→ **Extrait du texte**:

##########

Traduit de l'Américain en 2020 et publié aux éditions Quai Voltaire, Retour à Martha's Vineyard est un de ces romans qui donnent l'impression (l'illusion ?) de comprendre un tout petit peu mieux cet étrange pays, devenu si incompréhensible, que sont les États-Unis - comme les romans de Richard Ford.
Trois garçons, amis d'Université, s'étaient réunis pour la dernière fois dans la maison de vacances de l'un d'eux, Lincoln ; avec eux se trouvait le "4ème mousquetaire", la belle Jacy. On était en 1971. Deux ans auparavant, ils avaient tiré au sort leur mobilisation pour partir au Viet-Nam ; et Mickey, le fils de prolo, avait tiré le n° 9... Les deux autres, Teddy et Lincoln, étaient moins menacés de partir, ayant tiré de meilleurs numéros. Ils avaient achevé leur diplôme, et avaient organisé cette soirée d'adieu. Et, à l'issue du week-end, Jacy avait dispary, sans que personne ne sache jamais ce qu'elle était devenue.

##########

→ **Données brutes**:
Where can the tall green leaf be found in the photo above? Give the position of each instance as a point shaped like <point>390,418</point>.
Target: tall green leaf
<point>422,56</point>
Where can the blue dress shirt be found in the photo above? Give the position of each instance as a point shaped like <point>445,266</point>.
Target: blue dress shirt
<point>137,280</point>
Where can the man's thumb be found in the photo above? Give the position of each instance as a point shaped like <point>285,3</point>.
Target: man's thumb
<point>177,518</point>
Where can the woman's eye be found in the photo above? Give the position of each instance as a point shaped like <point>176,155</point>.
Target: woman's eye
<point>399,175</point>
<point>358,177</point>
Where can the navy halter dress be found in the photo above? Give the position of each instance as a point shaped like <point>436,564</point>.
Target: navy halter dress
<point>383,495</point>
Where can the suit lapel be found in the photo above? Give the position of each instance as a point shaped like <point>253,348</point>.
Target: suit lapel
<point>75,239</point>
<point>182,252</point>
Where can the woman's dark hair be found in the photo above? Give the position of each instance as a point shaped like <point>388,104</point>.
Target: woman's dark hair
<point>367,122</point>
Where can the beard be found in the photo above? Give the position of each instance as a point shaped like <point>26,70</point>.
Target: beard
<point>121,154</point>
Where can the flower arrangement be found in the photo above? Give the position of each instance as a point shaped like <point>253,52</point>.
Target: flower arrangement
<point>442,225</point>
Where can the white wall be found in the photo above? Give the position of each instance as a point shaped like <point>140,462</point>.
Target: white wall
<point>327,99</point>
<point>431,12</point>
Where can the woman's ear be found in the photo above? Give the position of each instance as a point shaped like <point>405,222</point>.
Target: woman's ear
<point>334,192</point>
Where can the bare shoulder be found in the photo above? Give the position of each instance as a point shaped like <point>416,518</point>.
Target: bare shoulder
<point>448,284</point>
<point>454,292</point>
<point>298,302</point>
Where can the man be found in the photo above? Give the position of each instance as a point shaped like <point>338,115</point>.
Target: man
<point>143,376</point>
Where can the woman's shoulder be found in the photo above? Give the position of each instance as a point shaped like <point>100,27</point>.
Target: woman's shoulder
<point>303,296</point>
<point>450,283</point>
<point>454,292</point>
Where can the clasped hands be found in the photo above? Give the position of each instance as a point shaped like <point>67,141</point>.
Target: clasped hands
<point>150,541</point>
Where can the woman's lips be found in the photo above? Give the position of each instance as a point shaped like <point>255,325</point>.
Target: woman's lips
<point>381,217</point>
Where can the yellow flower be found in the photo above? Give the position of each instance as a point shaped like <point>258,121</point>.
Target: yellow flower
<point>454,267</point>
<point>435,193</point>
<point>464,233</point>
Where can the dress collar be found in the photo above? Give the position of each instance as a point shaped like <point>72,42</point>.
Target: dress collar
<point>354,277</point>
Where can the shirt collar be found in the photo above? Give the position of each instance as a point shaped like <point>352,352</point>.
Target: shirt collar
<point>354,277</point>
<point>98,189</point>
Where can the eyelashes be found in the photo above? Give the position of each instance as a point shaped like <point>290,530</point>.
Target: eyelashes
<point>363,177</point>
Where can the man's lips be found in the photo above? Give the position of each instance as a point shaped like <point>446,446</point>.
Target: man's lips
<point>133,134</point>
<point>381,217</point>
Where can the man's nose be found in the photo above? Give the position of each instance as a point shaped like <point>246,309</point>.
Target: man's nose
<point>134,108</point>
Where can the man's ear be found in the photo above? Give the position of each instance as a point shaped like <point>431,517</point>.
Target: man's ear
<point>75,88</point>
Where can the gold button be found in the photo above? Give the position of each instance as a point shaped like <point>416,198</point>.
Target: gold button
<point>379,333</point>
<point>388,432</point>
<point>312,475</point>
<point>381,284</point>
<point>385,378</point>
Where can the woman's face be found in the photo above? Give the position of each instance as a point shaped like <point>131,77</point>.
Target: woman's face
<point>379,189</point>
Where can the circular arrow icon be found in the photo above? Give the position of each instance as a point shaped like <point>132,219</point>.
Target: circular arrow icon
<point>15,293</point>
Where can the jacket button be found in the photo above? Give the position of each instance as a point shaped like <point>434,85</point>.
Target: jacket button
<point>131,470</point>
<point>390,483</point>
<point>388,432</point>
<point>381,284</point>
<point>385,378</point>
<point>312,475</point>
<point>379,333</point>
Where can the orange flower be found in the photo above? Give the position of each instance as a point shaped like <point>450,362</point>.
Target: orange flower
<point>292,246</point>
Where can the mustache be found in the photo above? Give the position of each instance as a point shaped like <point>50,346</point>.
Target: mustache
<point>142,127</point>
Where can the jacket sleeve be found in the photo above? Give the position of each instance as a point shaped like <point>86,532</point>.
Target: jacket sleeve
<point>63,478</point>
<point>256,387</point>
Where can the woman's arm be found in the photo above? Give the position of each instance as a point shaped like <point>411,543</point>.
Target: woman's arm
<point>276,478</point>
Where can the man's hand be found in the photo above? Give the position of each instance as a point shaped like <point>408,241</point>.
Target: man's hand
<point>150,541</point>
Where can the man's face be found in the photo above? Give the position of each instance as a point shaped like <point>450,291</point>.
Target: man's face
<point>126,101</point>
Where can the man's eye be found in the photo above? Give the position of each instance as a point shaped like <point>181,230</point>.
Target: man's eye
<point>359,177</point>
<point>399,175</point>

##########

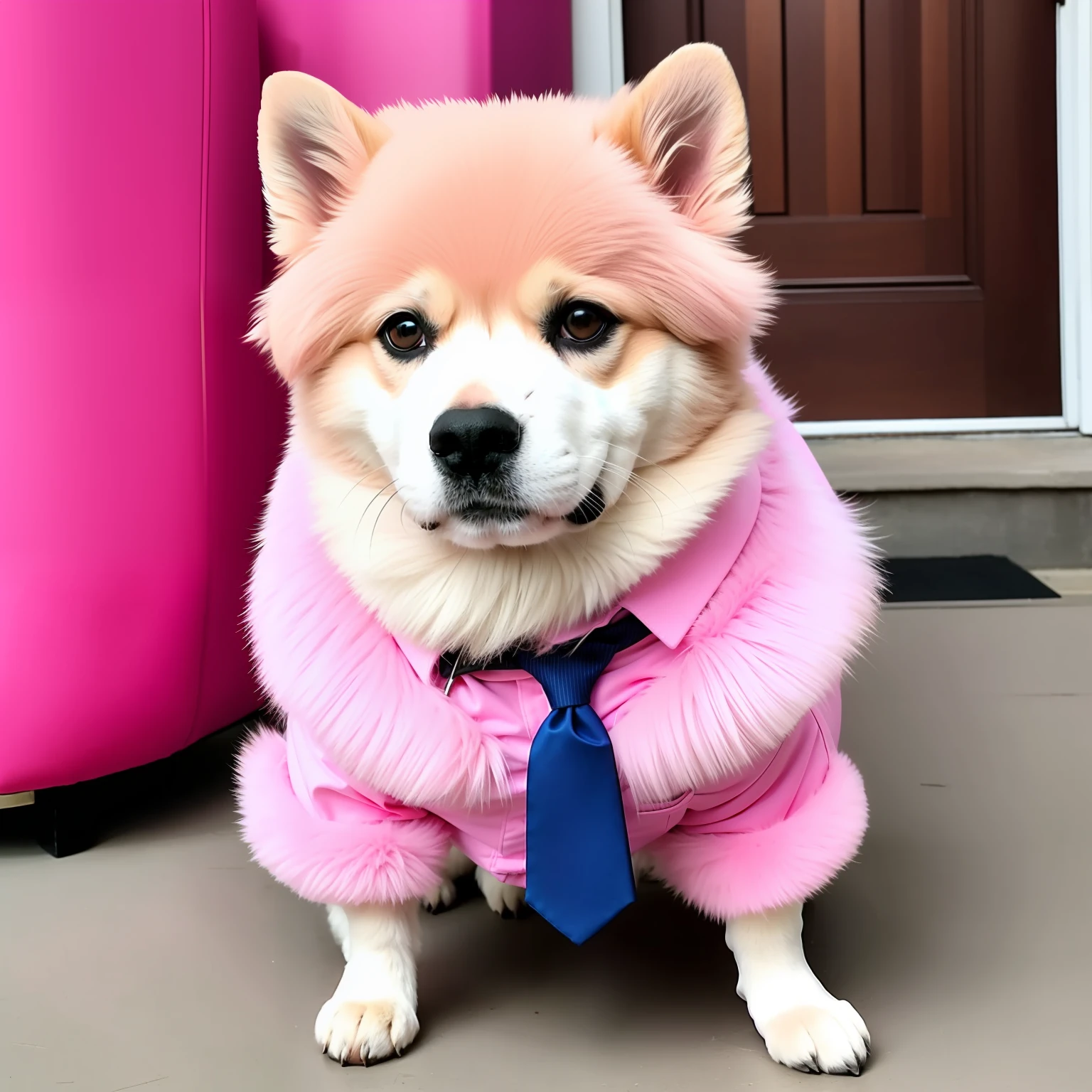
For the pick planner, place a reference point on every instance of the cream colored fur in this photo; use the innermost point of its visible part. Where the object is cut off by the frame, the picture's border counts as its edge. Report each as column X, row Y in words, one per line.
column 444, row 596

##########

→ **Série d'exercices**:
(1) Résumez l'extrait sur Retour à Martha's Vineyard en deux phrases.
(2) Dans le listing, recopiez toutes les lignes, consignes comprises, en commençant par la ligne qui contient « Where can the woman's face » et en continuant jusqu'à la ligne qui contient « <point>15,293</point> », incluses. Mettez à l'échelle les coordonnées des réponses en les multipliant par 1,55 et en arrondissant à l'entier, les demis vers le haut.

→ **Réponses par exercice**:
(1) Retour à Martha's Vineyard, roman traduit de l'américain en 2020 et publié aux éditions Quai Voltaire, donne l'impression de comprendre un peu mieux les États-Unis. En 1971, trois amis d'université, Mickey, Teddy et Lincoln, se sont réunis une dernière fois avec Jacy dans la maison de vacances de Lincoln, et à l'issue du week-end Jacy a disparu sans que personne ne sache jamais ce qu'elle était devenue.

(2)
Where can the woman's face be found in the photo above? Give the position of each instance as a point shaped like <point>131,77</point>.
Target: woman's face
<point>587,293</point>
Where can the circular arrow icon be found in the photo above? Give the position of each instance as a point shaped like <point>132,219</point>.
Target: circular arrow icon
<point>23,454</point>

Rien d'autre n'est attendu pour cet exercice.